--- BEGIN ARTICLE ---

GPS on Smartphones - caution

To: <>, <>
Subject: GPS on Smartphones - caution
From: <>
Date: Mon, 7 Oct 2013 04:39:49 +0000
Hi All, 

Peter, I second your comments regarding the usefulness of GPS functions and 
various apps on smart phones. 

One caution: if your phone is an iPhone and crashes, it is a complete black 
box. Last year I commenced collecting certain types of field data on an iPhone 
4s. After turning the phone off at end of field trip, and then turning it back 
on it asked to be reset. This, allegedly, wipes all data. The good news is I 
sent it to a forensic data recovery expert in Sydney who cracked it (his first 
successful 4s crack) and recovered all data for $250. Much cheaper than redoing 
the data collection (estimate $4-6k).

Lesson: even if you get back to camp at midnight, back up immediately to a 
computer, or cloud if in range.

--- END ARTICLE ---

§ EXERCISE REQUIREMENTS:
a – List, in order, each action the email reports being done with the iPhone 4s.
b – According to the email, what did the data recovery cost?
The listing has no connection to the email.

--- BEGIN DATA LINES ---

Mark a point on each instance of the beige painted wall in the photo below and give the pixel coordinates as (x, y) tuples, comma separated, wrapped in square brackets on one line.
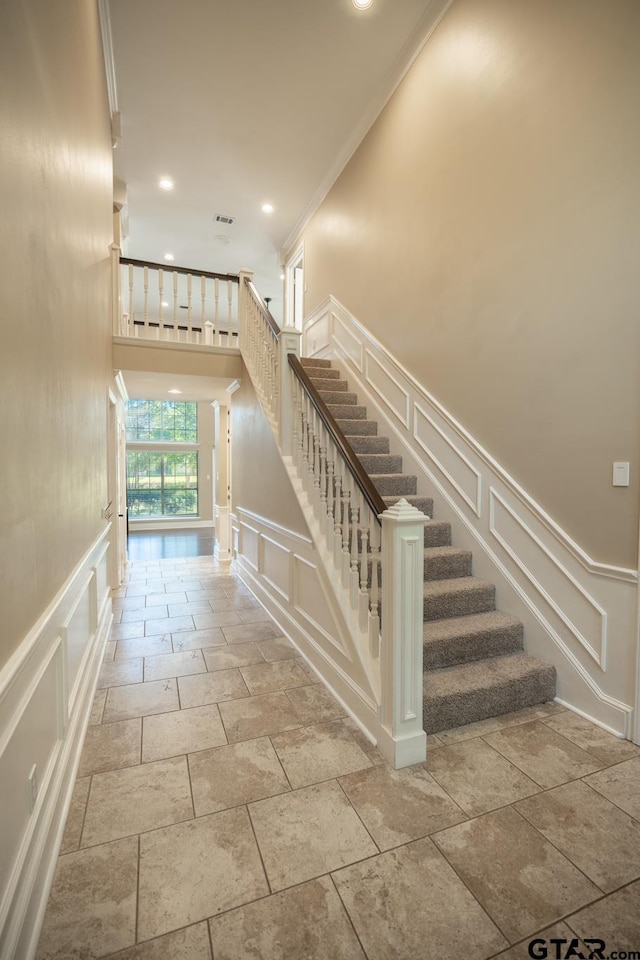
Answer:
[(486, 232), (259, 481), (55, 358)]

--- END DATA LINES ---

§ RESULTS IN ORDER:
a –
1. Collecting certain types of field data on it
2. Turning it off at the end of the field trip
3. Turning it back on
4. Sending it to a forensic data recovery expert in Sydney
5. Cracking it
6. Recovering all the data

b – $250